Ma, certo, il medico nel fare domande, nel ricostruire la storia della vita, nell’esporre le conclusioni diagnostiche e prognostiche, deve essere sincero ma deve contemporaneamente tenere presenti le risonanze emozionali, l’angoscia, e la disperazione, che alle parole possano conseguire, e deve guardarsi dal ferire la dignità delle persone malate, e non malate, con parole, con gesti, che nascano dalla indifferenza, e dalla impazienza.
La comunicazione non è se non relazione.
Comunicare è allora entrare in relazione con se stessi e con gli altri; comunicare è trasmettere esperienze e conoscenze personali; comunicare è uscire da se stessi e immedesimarsi nella vita interiore di un altro da noi: nei suoi pensieri e nelle sue emozioni. Noi entriamo in comunicazione, e cioè in relazione con gli altri, in modo tanto piú intenso e terapeutico quanta piú passione è in noi, quante piú emozioni siamo in grado di provare, e di vivere. Se vogliamo creare una comunicazione autentica con una persona, se vogliamo davvero ascoltarla, non possiamo non farci accompagnare dalle nostre emozioni. Quale abisso l’uomo medesimo, dice sant’Agostino, e come è difficile conoscere se stessi, i nostri pensieri e le nostre emozioni, e nondimeno senza questa analisi interiore nulla nemmeno possiamo conoscere degli altri.

COMPITO DA SVOLGERE:
Ricopia dal brano sulla comunicazione la parte che comincia con "La comunicazione non" e prosegue fino a "conoscere degli altri.". L'elenco proviene da una fonte diversa da quella del brano.

DATI REGISTRATI:
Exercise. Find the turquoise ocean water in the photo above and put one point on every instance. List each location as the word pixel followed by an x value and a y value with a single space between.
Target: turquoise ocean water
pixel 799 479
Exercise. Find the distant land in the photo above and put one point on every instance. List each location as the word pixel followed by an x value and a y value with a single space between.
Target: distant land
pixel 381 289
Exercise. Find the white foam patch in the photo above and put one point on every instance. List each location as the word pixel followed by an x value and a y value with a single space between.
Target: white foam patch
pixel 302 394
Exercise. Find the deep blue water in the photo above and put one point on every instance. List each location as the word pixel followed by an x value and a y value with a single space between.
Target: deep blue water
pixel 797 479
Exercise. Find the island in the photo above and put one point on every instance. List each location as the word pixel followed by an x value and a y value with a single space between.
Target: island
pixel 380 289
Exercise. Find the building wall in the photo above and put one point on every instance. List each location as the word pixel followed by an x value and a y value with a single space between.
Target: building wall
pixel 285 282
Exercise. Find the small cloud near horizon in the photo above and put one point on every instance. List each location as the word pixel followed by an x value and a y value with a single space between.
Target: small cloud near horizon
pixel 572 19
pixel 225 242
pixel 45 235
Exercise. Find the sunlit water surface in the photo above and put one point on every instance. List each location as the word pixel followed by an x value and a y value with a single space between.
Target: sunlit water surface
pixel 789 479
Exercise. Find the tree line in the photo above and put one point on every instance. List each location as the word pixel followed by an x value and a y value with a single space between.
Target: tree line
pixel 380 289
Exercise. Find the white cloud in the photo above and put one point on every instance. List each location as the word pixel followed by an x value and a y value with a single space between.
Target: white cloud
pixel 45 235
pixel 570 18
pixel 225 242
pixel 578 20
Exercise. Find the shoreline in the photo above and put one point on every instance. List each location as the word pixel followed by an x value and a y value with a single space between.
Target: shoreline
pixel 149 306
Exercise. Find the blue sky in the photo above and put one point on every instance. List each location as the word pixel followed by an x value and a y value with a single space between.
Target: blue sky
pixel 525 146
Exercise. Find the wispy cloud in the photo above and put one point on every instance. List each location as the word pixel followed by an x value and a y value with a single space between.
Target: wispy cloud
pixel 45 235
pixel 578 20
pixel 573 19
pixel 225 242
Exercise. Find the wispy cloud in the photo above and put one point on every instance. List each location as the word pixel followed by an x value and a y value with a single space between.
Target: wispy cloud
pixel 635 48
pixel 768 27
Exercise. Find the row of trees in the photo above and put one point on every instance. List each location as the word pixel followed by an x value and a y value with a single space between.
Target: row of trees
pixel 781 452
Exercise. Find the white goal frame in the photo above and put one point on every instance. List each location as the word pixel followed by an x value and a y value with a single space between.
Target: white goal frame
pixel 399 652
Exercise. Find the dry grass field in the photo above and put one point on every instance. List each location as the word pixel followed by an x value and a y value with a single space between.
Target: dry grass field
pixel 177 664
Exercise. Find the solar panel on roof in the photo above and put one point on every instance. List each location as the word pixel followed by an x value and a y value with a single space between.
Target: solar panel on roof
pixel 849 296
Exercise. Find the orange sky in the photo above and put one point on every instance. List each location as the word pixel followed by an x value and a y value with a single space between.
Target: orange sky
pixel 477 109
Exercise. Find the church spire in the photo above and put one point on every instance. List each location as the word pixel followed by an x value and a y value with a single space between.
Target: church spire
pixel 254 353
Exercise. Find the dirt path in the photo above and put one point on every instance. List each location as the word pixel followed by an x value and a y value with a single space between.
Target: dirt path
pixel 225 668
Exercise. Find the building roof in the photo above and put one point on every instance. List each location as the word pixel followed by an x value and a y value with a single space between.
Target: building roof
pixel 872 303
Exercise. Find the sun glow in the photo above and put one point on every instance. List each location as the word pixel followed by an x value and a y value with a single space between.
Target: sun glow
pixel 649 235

RISPOSTA SCRITTA:
La comunicazione non è se non relazione.
Comunicare è allora entrare in relazione con se stessi e con gli altri; comunicare è trasmettere esperienze e conoscenze personali; comunicare è uscire da se stessi e immedesimarsi nella vita interiore di un altro da noi: nei suoi pensieri e nelle sue emozioni. Noi entriamo in comunicazione, e cioè in relazione con gli altri, in modo tanto piú intenso e terapeutico quanta piú passione è in noi, quante piú emozioni siamo in grado di provare, e di vivere. Se vogliamo creare una comunicazione autentica con una persona, se vogliamo davvero ascoltarla, non possiamo non farci accompagnare dalle nostre emozioni. Quale abisso l’uomo medesimo, dice sant’Agostino, e come è difficile conoscere se stessi, i nostri pensieri e le nostre emozioni, e nondimeno senza questa analisi interiore nulla nemmeno possiamo conoscere degli altri.